───── Document text

India is traditionally an onion-exporting country, earning massive foreign exchange. Banning onion exports is a harsh measure. India imposed bans on export earlier too, such as in 2010, 2014 and 2017. Although this measure increases domestic availability, it puts at risk India’s dependability as a reliable global supplier of onions.
So, how do we make onions available throughout the year? We must ensure the productivity of Kharif onion in major Kharif-growing states by selecting correct varieties, planting on raised beds and through drip irrigation. Onion growing farmers are aware of these technologies but don’t put them into practice.
If the late Kharif crop is good quality with bumper harvest, it should be exported because there is a critical gap in the supply of onions during these months in importing countries. India produces about 22.43 million tonnes of onion a year, but consumes only about 15.5 million tonnes. Hence, steady export is necessary to maintain prices and ensure better price realisation for the farmers. If the price realisation is higher in a particular year, many farmers would decide to drop the cultivation of other water-guzzling crops like sugarcane in favour of the onion, and even expand the cultivation area in the next year.
If an extensive fall in Rabi crop production in key-growing areas is expected, apposite arrangements are indispensable. In such circumstances, producing onions during Kharif as well as in late Kharif seasons covering additional areas and promoting onion in non-traditional areas too become essential. Since, there is a great scope for growing onions in non-traditional areas including northeast states, this need to be encouraged. This measure provides insurance against weather-related aberrations and crop failures. Further, protecting the crop against vagaries of climate, pest and diseases becomes top priority. Additionally, onion can fit in many cropping systems and juvenile orchards. There appears to be scope for increasing the cultivation area in north India.
India’s storage losses in onions are about 30 per cent. Storage losses of onions depend on pre-harvest, harvest, and storage conditions. Relative humidity must be continuously kept between 60 per cent and 65 per cent and onions stored in dark to prevent sprouting.
In a better climate-controlled cold storage, onions can be stored with less than 5 per cent wastage. However, the storage costs work out to about a few rupees for every kilogram of onion for a month, which is expensive. There are two temperature ranges in which the onions are stored – cold storage between 0°C and 2°C and ambient temperature storage between 25°C and 30°C. In tropical climates, like ours, it is much cheaper to store the onions at 25°C to 30°C. Hence, the onions are mostly stored in ventilated storage structures without any control of temperature or relative humidity.
To facilitate storage, as many as 23,359 low-cost onion storage structures, each with a capacity to store 25 metric tonnes, has been created from 2014-2019, with 50 per cent subsidy to farmers under the Mission Integrated Development of Horticulture (MIDH) with a total capacity of 5,83,975 metric tonnes. Entrepreneurs and financiers should be encouraged to invest in cold storage infrastructure and avail the benefits of government schemes.
Farmers tend to plant more of the same crop when they see crop prices in the previous year. The solution is to radically overhaul crop budgeting. Another way to dampen volatility in onion supply and prices is to dehydrate the bulb and make other processed products of onions popular and make it widely available. However, the Indian palate perhaps has not evolved for it.
To extend the life of the perishable onion there is also the need for better transport networks, which also cushions from distress sales by farmers during a glut.
The author is the Horticulture Commissioner, Department of Agriculture, Cooperation & Farmers Welfare, Government of India. Views are personal.

──────────
───── Exercise data

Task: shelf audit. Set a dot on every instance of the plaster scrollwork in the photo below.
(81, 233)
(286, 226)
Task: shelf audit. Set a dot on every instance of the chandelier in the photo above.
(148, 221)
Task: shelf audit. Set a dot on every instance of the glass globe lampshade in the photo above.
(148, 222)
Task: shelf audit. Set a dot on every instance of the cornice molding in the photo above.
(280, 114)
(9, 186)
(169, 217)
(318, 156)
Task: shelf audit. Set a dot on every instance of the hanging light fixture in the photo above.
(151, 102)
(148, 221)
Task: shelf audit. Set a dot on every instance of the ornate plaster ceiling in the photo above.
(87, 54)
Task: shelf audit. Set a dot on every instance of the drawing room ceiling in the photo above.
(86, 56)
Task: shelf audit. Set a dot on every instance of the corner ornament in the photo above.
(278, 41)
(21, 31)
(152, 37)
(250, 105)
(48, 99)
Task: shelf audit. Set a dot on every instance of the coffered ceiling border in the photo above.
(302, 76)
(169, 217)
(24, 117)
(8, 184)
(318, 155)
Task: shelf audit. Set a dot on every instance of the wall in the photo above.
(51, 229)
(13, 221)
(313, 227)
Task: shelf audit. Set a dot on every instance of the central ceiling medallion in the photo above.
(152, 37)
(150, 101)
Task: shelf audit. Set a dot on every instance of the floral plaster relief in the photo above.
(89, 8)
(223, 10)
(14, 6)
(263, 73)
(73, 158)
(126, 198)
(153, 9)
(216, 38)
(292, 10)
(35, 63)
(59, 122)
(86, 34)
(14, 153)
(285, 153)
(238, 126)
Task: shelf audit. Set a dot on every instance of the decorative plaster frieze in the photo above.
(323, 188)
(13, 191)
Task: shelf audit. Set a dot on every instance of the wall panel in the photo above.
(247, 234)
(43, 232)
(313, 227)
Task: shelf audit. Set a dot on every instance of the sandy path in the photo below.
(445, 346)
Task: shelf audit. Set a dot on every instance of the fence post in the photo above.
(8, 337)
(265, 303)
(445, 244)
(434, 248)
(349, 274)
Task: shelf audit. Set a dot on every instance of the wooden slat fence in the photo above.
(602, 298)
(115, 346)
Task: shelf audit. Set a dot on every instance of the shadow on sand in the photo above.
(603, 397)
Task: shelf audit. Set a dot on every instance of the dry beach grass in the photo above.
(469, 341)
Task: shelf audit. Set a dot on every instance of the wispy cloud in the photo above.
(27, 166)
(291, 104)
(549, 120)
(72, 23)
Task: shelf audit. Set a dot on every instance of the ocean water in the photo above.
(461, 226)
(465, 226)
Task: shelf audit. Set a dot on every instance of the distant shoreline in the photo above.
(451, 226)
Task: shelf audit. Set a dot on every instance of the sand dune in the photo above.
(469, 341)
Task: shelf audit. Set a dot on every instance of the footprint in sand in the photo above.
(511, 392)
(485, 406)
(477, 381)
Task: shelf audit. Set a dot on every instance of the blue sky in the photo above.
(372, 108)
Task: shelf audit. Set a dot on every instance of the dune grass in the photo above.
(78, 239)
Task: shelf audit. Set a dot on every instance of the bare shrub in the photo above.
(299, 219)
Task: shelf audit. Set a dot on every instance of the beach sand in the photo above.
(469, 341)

──────────
───── Exercise data

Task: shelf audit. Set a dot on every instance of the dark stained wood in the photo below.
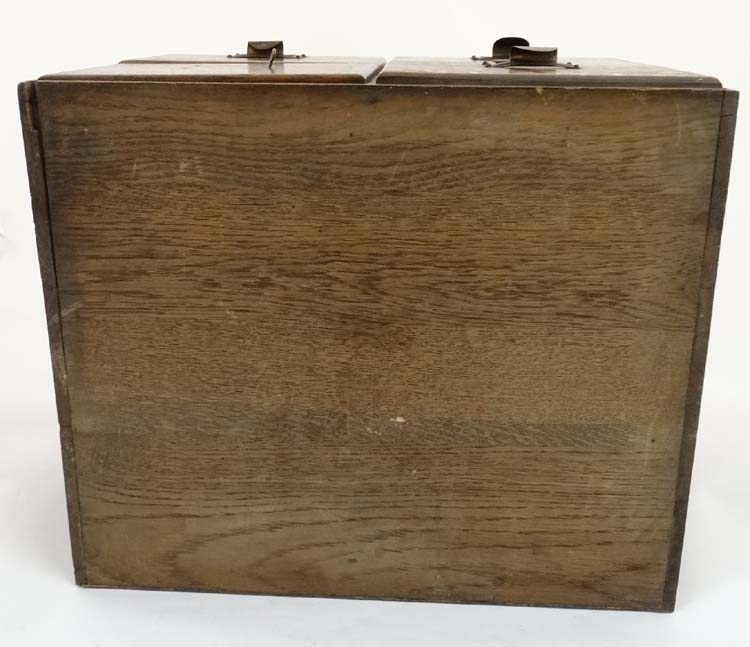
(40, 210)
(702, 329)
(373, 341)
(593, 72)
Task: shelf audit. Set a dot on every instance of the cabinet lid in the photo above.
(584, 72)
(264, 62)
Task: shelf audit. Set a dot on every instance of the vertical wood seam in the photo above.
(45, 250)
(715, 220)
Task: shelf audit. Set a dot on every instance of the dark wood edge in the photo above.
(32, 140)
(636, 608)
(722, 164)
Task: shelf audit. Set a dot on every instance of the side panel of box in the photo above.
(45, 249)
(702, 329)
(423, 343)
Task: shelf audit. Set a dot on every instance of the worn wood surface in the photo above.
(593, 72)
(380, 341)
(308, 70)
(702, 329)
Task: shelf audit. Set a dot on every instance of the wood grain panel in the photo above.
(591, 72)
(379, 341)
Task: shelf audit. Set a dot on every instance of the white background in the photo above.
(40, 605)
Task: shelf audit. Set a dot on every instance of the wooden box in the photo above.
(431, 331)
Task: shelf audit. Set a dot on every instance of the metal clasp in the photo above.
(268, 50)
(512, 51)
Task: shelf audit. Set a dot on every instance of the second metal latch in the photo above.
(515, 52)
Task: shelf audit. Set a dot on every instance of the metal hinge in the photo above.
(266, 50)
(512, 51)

──────────

> **What this exercise asks**
(1) Answer these questions from the onion article, one line each:
(a) How many tonnes of onion does India produce a year?
(b) What are India's storage losses in onions?
(c) What capacity does each low-cost onion storage structure have?
(2) Please reproduce the part of the onion article between "India’s storage losses" and "or relative humidity.", inclusive.

> **Activity answers**
(1)
(a) About 22.43 million tonnes.
(b) About 30 per cent.
(c) 25 metric tonnes.

(2)
India’s storage losses in onions are about 30 per cent. Storage losses of onions depend on pre-harvest, harvest, and storage conditions. Relative humidity must be continuously kept between 60 per cent and 65 per cent and onions stored in dark to prevent sprouting.
In a better climate-controlled cold storage, onions can be stored with less than 5 per cent wastage. However, the storage costs work out to about a few rupees for every kilogram of onion for a month, which is expensive. There are two temperature ranges in which the onions are stored – cold storage between 0°C and 2°C and ambient temperature storage between 25°C and 30°C. In tropical climates, like ours, it is much cheaper to store the onions at 25°C to 30°C. Hence, the onions are mostly stored in ventilated storage structures without any control of temperature or relative humidity.